* Begin Selected excerpt *

# Why don't I get the correct limit of a sequence, regardless of how I arrange it (the sequence), while following the rules for solving limits?

The fact that, when solving limits of sequences ($$n \in \mathbb{N}$$), it strikes me as very bizarre that, even though I follow all the (elementary) rules for solving limits (of sequences), I can get different results for the same example! Consider the following:

$$\lim_{n \to \infty} \left( \frac{3n + 1}{2n - 1} \right) = \frac{\lim_{n \to \infty}(3n + 1)}{\lim_{n \to \infty} (2n - 1)} = \frac{\lim_{n \to \infty}(3n) + \lim_{n \to \infty}(1)}{\lim_{n \to \infty} (2n) - \lim_{n \to \infty}(1)} = \frac{\infty + 1}{\infty - 1} \Longrightarrow \text{This sequence does not have a limit.}$$

I followed all of the rules for solving limits, yet this conclusion is wrong. The correct approach is the following.

$$\lim_{n \to \infty} \left( \frac{3n + 1}{2n - 1} \right) = \lim_{n \to \infty} \left( \frac{n(3 + \frac{1}{n})}{n(2 - \frac{1}{n})} \right) = \lim_{n \to \infty} \left( \frac{3 + \frac{1}{n}}{2 - \frac{1}{n}} \right) =\frac{\lim_{n \to \infty}(3 + \frac{1}{n})}{\lim_{n \to \infty} (2 - \frac{1}{n})} = \frac{\lim_{n \to \infty}(3) + \lim_{n \to \infty}(\frac{1}{n})}{\lim_{n \to \infty} (2) - \lim_{n \to \infty}(\frac{1}{n})} = \frac{3 + 0}{2 - 0} = \frac{3}{2}.$$

My question is: why do I get the correct answer only if I arrange the sequence a certain way?

* End Selected excerpt *
* Begin Data listing *

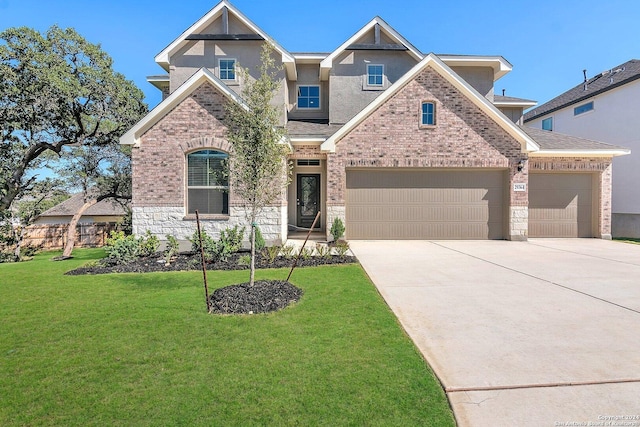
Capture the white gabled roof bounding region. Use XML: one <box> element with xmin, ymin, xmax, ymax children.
<box><xmin>321</xmin><ymin>53</ymin><xmax>540</xmax><ymax>152</ymax></box>
<box><xmin>438</xmin><ymin>55</ymin><xmax>513</xmax><ymax>82</ymax></box>
<box><xmin>155</xmin><ymin>0</ymin><xmax>297</xmax><ymax>80</ymax></box>
<box><xmin>320</xmin><ymin>16</ymin><xmax>424</xmax><ymax>80</ymax></box>
<box><xmin>120</xmin><ymin>68</ymin><xmax>247</xmax><ymax>146</ymax></box>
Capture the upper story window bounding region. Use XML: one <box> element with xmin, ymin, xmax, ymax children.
<box><xmin>420</xmin><ymin>102</ymin><xmax>436</xmax><ymax>126</ymax></box>
<box><xmin>220</xmin><ymin>59</ymin><xmax>236</xmax><ymax>80</ymax></box>
<box><xmin>187</xmin><ymin>150</ymin><xmax>229</xmax><ymax>215</ymax></box>
<box><xmin>367</xmin><ymin>64</ymin><xmax>384</xmax><ymax>86</ymax></box>
<box><xmin>573</xmin><ymin>101</ymin><xmax>593</xmax><ymax>116</ymax></box>
<box><xmin>298</xmin><ymin>85</ymin><xmax>320</xmax><ymax>110</ymax></box>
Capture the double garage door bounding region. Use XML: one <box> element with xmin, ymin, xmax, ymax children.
<box><xmin>346</xmin><ymin>169</ymin><xmax>593</xmax><ymax>240</ymax></box>
<box><xmin>346</xmin><ymin>169</ymin><xmax>506</xmax><ymax>240</ymax></box>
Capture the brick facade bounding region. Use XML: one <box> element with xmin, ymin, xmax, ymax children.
<box><xmin>132</xmin><ymin>83</ymin><xmax>286</xmax><ymax>242</ymax></box>
<box><xmin>327</xmin><ymin>67</ymin><xmax>528</xmax><ymax>240</ymax></box>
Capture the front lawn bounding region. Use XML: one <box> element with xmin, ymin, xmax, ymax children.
<box><xmin>0</xmin><ymin>250</ymin><xmax>454</xmax><ymax>426</ymax></box>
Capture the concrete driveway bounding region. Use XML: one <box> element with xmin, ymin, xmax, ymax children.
<box><xmin>351</xmin><ymin>239</ymin><xmax>640</xmax><ymax>427</ymax></box>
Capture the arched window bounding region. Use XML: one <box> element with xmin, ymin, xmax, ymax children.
<box><xmin>187</xmin><ymin>150</ymin><xmax>229</xmax><ymax>215</ymax></box>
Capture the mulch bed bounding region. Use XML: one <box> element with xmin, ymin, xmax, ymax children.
<box><xmin>66</xmin><ymin>252</ymin><xmax>358</xmax><ymax>275</ymax></box>
<box><xmin>209</xmin><ymin>280</ymin><xmax>302</xmax><ymax>314</ymax></box>
<box><xmin>66</xmin><ymin>252</ymin><xmax>358</xmax><ymax>314</ymax></box>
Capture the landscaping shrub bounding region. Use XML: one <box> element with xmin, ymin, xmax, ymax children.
<box><xmin>238</xmin><ymin>255</ymin><xmax>251</xmax><ymax>265</ymax></box>
<box><xmin>316</xmin><ymin>243</ymin><xmax>331</xmax><ymax>259</ymax></box>
<box><xmin>331</xmin><ymin>218</ymin><xmax>344</xmax><ymax>241</ymax></box>
<box><xmin>189</xmin><ymin>225</ymin><xmax>244</xmax><ymax>262</ymax></box>
<box><xmin>104</xmin><ymin>231</ymin><xmax>139</xmax><ymax>265</ymax></box>
<box><xmin>300</xmin><ymin>248</ymin><xmax>313</xmax><ymax>261</ymax></box>
<box><xmin>219</xmin><ymin>225</ymin><xmax>245</xmax><ymax>254</ymax></box>
<box><xmin>336</xmin><ymin>242</ymin><xmax>349</xmax><ymax>256</ymax></box>
<box><xmin>262</xmin><ymin>245</ymin><xmax>282</xmax><ymax>264</ymax></box>
<box><xmin>138</xmin><ymin>230</ymin><xmax>160</xmax><ymax>256</ymax></box>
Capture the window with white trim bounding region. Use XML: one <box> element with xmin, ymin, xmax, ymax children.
<box><xmin>573</xmin><ymin>101</ymin><xmax>593</xmax><ymax>116</ymax></box>
<box><xmin>187</xmin><ymin>150</ymin><xmax>229</xmax><ymax>215</ymax></box>
<box><xmin>298</xmin><ymin>85</ymin><xmax>320</xmax><ymax>110</ymax></box>
<box><xmin>420</xmin><ymin>102</ymin><xmax>436</xmax><ymax>126</ymax></box>
<box><xmin>219</xmin><ymin>59</ymin><xmax>236</xmax><ymax>80</ymax></box>
<box><xmin>367</xmin><ymin>64</ymin><xmax>384</xmax><ymax>86</ymax></box>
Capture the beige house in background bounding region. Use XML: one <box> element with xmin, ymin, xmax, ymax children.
<box><xmin>120</xmin><ymin>0</ymin><xmax>628</xmax><ymax>242</ymax></box>
<box><xmin>26</xmin><ymin>193</ymin><xmax>127</xmax><ymax>249</ymax></box>
<box><xmin>524</xmin><ymin>59</ymin><xmax>640</xmax><ymax>238</ymax></box>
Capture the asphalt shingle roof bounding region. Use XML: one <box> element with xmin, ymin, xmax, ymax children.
<box><xmin>524</xmin><ymin>59</ymin><xmax>640</xmax><ymax>123</ymax></box>
<box><xmin>493</xmin><ymin>95</ymin><xmax>536</xmax><ymax>103</ymax></box>
<box><xmin>287</xmin><ymin>120</ymin><xmax>343</xmax><ymax>138</ymax></box>
<box><xmin>520</xmin><ymin>126</ymin><xmax>627</xmax><ymax>151</ymax></box>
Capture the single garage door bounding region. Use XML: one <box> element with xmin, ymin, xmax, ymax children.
<box><xmin>346</xmin><ymin>169</ymin><xmax>505</xmax><ymax>240</ymax></box>
<box><xmin>529</xmin><ymin>172</ymin><xmax>593</xmax><ymax>237</ymax></box>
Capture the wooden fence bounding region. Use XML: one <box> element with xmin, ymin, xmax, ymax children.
<box><xmin>23</xmin><ymin>222</ymin><xmax>116</xmax><ymax>249</ymax></box>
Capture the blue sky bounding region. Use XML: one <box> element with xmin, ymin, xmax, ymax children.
<box><xmin>0</xmin><ymin>0</ymin><xmax>640</xmax><ymax>107</ymax></box>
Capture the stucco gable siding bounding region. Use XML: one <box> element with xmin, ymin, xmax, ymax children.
<box><xmin>328</xmin><ymin>67</ymin><xmax>526</xmax><ymax>206</ymax></box>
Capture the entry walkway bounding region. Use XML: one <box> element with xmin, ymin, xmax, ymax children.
<box><xmin>351</xmin><ymin>239</ymin><xmax>640</xmax><ymax>427</ymax></box>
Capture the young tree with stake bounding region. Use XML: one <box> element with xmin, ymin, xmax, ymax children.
<box><xmin>225</xmin><ymin>43</ymin><xmax>288</xmax><ymax>286</ymax></box>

* End Data listing *

Directions:
#1 In the post on sequence limits, what value does the correct approach give for the limit of (3n + 1)/(2n − 1)?
#2 Resume the post on sequence limits from its final sentence.
The records aren't needed for this work.

Results:
#1 The limit is 3/2.

#2
• The error is in the first part: you are assuming that if you get $\frac{\infty+1}{\infty-1}$, then the limit doesn't exist. This is wrong. You cannot conclude anything about the existence of the limit if you get a so-called "indeterminate form," such as $\frac{\infty}{\infty}$ or $\frac{0}{0}$. – symplectomorphic Sep 10 at 19:56
• Take the limit of x/x as x approaches zero. Obviously the answer is 1, but taking the limit of the top and bottom separately gives 0/0. This is an indeterminate form, not a limit that doesn't exist. – Gabe Sep 10 at 20:03
• Alternatively you can first apply multiplication and addition laws to see that $$\lim_{n\to\infty}\frac{3n+1}{2n−1}=\frac32\lim_{n\to\infty}\frac{6n+2}{6n−3} =\frac32+\frac32\lim_{n\to\infty}\frac{5}{6n−3}$$ – LutzL Sep 10 at 20:23
• @CarlWitthoft That is simultaneously overkill and circular logic (how would you be able to differentiate a linear function if you don't already know how to take the limit of a fraction where the numerator and the denominator are linear functions?) – Arthur Sep 11 at 13:09
• @Arthur What I meant is that he is not trying to formalize the whole theory of Calculus (in which using L'Hopital to define derivatives would lead to a circular argument) and, therefore, the suggestion of using L'Hopital is of practical value. – rafa11111 Sep 11 at 18:29

You did not in fact follow all the rules (and this is a good example of why understanding why the rules are true is important). The relevant rule is:

If both $$\lim_{n\rightarrow a}f(n)$$ and $$\lim_{n\rightarrow a}g(n)$$ exist and are finite (and $$\lim_{n\rightarrow a}g(n)\not=0$$), then $$\lim_{n\rightarrow a}{f(n)\over g(n)}={\lim_{n\rightarrow a}f(n)\over \lim_{n\rightarrow a}g(n)}.$$

There are various other rules of similar flavor. But the point is that the "rule" you've tried to apply is not one of them. (And it's a good exercise at this point to go through your textbook and look at what the rules do in fact say, and note that none of them actually get you what you want.)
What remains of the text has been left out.